__Passage to read__:

______________________________

Acquisition date of WCL shares for CGT discount purposes

46. WCL shares received by a WDC Group Securityholder in relation to a post-CGT WHL share, are taken to have been acquired for CGT discount purposes on the same date as the corresponding WHL shares, regardless of whether a WDC Group Securityholder chose to obtain demerger roll-over (item 2 of the table in subsection 115-30(1)).

47. WCL shares received by a WDC Group Securityholder who holds pre-CGT WHL shares and who chose not to obtain demerger roll-over are taken to have been acquired for CGT discount purposes on the Implementation Date.

WHL Distribution and Demerger Dividend

Demerger Dividend

48. To the extent there is a demerger dividend arising under the demerger, the demerger dividend will be non-assessable non-exempt income by virtue of subsection 44(3) and subsection 44(4) of the ITAA 1936.

______________________________

__Information given__:
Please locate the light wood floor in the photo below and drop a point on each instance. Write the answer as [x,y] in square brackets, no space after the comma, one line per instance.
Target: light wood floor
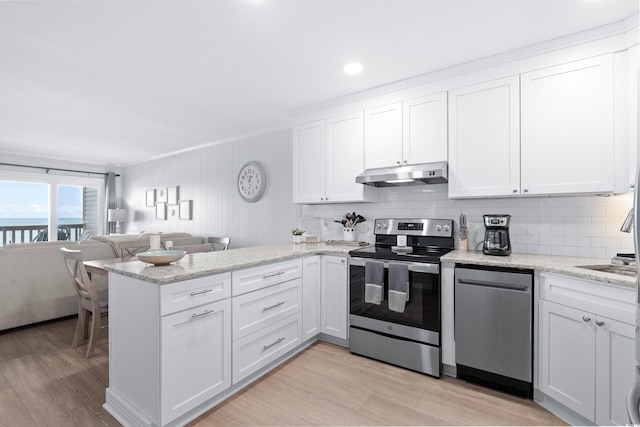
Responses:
[44,382]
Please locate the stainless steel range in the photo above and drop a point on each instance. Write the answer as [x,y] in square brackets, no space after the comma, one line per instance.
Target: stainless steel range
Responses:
[394,287]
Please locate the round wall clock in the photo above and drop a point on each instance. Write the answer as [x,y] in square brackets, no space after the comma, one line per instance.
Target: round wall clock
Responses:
[252,181]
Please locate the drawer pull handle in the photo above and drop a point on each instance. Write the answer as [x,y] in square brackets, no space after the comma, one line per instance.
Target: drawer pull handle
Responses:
[204,313]
[266,347]
[278,304]
[206,291]
[266,276]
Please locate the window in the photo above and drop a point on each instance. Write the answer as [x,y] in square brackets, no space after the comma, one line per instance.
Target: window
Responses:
[32,205]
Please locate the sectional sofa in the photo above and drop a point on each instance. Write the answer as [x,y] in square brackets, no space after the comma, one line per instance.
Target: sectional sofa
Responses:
[35,285]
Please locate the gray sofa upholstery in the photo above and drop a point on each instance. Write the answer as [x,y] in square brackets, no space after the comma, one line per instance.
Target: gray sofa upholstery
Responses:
[35,285]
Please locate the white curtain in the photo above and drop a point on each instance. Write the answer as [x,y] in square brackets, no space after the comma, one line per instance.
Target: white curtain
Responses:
[112,200]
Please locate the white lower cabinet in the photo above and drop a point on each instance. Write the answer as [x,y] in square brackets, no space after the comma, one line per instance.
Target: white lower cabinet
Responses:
[311,280]
[169,348]
[196,357]
[334,297]
[267,318]
[255,351]
[586,359]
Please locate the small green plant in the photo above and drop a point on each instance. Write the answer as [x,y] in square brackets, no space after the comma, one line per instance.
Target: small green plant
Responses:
[297,231]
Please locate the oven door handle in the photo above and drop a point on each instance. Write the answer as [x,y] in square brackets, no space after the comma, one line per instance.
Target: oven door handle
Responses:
[428,268]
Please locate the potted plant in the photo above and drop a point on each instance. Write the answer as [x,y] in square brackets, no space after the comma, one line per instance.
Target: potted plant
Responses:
[297,234]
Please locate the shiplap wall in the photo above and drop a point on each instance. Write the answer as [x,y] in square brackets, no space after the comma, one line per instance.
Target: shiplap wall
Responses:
[208,176]
[560,225]
[575,226]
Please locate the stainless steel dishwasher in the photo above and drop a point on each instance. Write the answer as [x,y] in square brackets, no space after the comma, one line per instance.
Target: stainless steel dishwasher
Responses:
[493,327]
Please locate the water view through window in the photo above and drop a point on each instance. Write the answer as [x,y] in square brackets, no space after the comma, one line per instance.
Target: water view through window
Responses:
[25,208]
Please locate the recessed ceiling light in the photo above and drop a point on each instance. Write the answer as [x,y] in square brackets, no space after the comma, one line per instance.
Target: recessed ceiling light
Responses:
[353,68]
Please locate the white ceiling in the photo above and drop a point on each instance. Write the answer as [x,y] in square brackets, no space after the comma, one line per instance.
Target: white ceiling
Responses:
[120,82]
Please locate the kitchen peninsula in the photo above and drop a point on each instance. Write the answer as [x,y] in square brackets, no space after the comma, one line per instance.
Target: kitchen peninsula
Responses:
[185,336]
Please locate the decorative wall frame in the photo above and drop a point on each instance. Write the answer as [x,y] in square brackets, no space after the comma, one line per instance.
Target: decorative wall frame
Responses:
[172,196]
[185,209]
[161,195]
[161,210]
[151,198]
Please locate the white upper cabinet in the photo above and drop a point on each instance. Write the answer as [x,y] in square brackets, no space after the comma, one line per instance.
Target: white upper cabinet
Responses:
[383,136]
[327,157]
[345,158]
[549,131]
[309,162]
[425,129]
[484,139]
[405,133]
[568,128]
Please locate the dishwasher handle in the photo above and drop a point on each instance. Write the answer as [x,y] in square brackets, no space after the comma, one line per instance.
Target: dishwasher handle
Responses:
[505,286]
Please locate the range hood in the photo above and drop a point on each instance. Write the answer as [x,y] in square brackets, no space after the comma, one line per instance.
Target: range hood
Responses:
[425,173]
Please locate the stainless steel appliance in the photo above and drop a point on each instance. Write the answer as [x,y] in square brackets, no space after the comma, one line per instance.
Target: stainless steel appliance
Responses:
[425,173]
[496,235]
[494,327]
[633,223]
[408,336]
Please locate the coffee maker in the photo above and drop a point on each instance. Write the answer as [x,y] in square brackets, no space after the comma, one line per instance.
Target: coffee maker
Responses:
[496,235]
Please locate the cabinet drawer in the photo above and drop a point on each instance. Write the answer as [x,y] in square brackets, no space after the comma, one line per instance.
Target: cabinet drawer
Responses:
[255,310]
[614,302]
[255,278]
[192,293]
[257,350]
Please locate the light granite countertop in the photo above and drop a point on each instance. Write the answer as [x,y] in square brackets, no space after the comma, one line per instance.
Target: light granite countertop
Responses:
[207,263]
[554,264]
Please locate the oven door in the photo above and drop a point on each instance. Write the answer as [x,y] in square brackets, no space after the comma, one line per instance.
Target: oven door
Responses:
[420,320]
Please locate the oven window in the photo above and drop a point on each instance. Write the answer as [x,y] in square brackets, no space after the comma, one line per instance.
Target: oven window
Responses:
[421,311]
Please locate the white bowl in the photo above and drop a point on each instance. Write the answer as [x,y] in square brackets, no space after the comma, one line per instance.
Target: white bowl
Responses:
[161,257]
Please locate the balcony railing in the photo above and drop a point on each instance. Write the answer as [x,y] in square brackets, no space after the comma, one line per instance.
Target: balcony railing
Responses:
[29,233]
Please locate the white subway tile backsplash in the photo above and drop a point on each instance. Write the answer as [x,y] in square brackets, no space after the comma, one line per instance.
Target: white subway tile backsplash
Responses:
[592,252]
[539,249]
[583,221]
[564,251]
[564,211]
[578,241]
[592,231]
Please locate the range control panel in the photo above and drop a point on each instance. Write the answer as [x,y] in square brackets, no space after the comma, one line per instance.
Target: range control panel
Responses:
[415,227]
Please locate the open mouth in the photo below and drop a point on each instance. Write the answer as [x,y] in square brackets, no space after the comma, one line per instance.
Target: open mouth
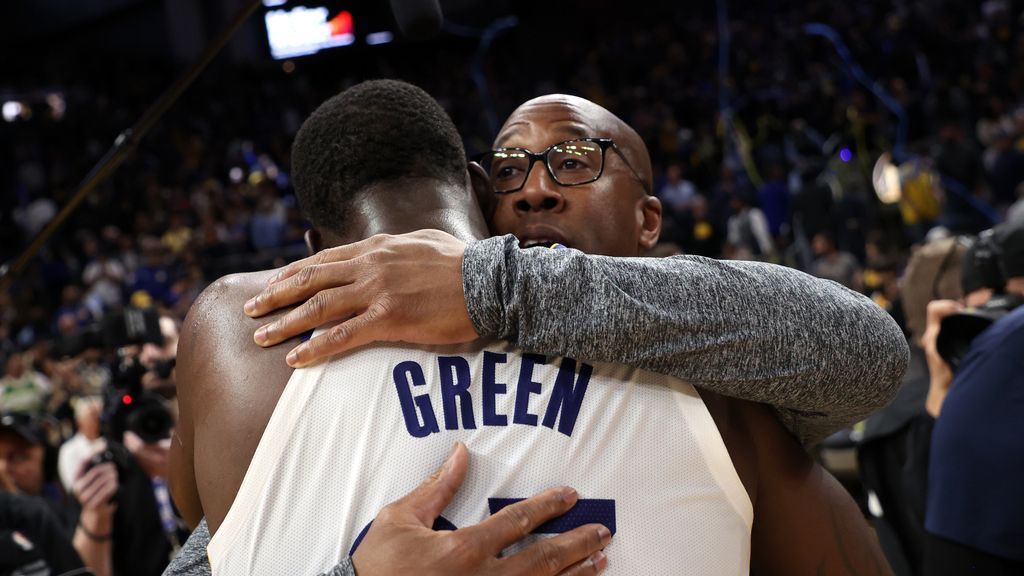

______________________________

__Directions__:
- A) In the passage on the WCL share demerger, on what date are WCL shares taken to have been acquired for CGT discount purposes when a WDC Group Securityholder holds pre-CGT WHL shares and chose not to obtain demerger roll-over?
- B) Using the passage on the WCL share demerger, explain why a demerger dividend arising under the demerger is non-assessable non-exempt income.
- C) Carry on the passage on the WCL share demerger from the point where it stops.

__Task responses__:
- A) They are taken to have been acquired on the Implementation Date.

- B) The passage states that any demerger dividend arising under the demerger is non-assessable non-exempt income by virtue of subsection 44(3) and subsection 44(4) of the ITAA 1936.

- C)
49. The demerger dividend will not be subject to dividend withholding tax (subsection 128B(3D) of the ITAA 1936).

Application of section 45 and section 45A of the ITAA 1936

50. Section 45 and section 45A of the ITAA 1936 will not apply to the whole, or any part, of the WHL Distribution provided to WDC Group Securityholders under the Demerger.

Application of section 45B of the ITAA 1936

51. The Commissioner will not make a determination under paragraphs 45B(3)(a) or 45B(3)(b) of the ITAA 1936 that sections 45BA or 45C of the ITAA 1936 applies to the whole, or any part, of the WHL Distribution received by WDC Group Securityholders under the Demerger.

WFDT Arrangement and Stapling Arrangement

WT Capital Distribution and WT Stapling Distribution

52. The WT Capital Distribution to WDC Group Securityholders of WFDT units will not be included in the assessable income of WDC Group Securityholders under section 6-5 or section 99B of the ITAA 1936.

53. The WT Stapling Distribution will not be included in the assessable income of a WDC Group Securityholder under section 6-5 or section 99B of the ITAA 1936.

CGT Event E4

54. CGT event E4 (section 104-70) happened to each WT unit upon the receipt of the WT Capital Distribution and the WT Stapling Distribution by WDC Group Securityholders.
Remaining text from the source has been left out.